'''

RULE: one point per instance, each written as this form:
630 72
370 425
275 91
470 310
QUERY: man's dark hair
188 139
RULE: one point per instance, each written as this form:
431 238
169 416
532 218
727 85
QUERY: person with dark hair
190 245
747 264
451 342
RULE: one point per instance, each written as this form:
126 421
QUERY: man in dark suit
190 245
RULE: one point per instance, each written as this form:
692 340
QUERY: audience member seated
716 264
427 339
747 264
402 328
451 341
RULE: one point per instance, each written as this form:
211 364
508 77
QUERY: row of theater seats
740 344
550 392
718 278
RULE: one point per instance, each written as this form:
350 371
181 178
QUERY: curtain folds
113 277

'''

Render every line of the entries above as a Markdown table with the columns Row and Line, numbering the rows in order and omitting blank lines.

| Row | Line |
|---|---|
| 1 | RULE: one point per instance, each written as this form: |
| 2 | 630 72 |
| 3 | 370 425 |
| 4 | 275 91 |
| 5 | 470 310 |
| 6 | QUERY: man's dark hair |
| 7 | 188 139 |
| 8 | RULE: one point per instance, each written as this form: |
| 9 | 431 238 |
| 10 | 169 416 |
| 11 | 532 218 |
| 12 | 727 85 |
| 13 | QUERY: person with dark hair |
| 14 | 190 245 |
| 15 | 747 264 |
| 16 | 451 342 |
| 17 | RULE: one point per instance, each written as this form: |
| 18 | 126 421 |
| 19 | QUERY: man in dark suit |
| 20 | 190 245 |
| 21 | RULE: one point per instance, each written as this form: |
| 22 | 692 340 |
| 23 | QUERY: audience member seated |
| 24 | 716 264 |
| 25 | 427 339 |
| 26 | 747 264 |
| 27 | 402 328 |
| 28 | 451 341 |
| 29 | RULE: one point per instance, each written as this form: |
| 30 | 211 364 |
| 31 | 508 77 |
| 32 | QUERY: row of theater seats |
| 33 | 740 344 |
| 34 | 550 392 |
| 35 | 718 278 |
| 36 | RULE: one point per instance, each written as this form: |
| 37 | 350 371 |
| 38 | 181 178 |
| 39 | QUERY: curtain folds |
| 40 | 113 277 |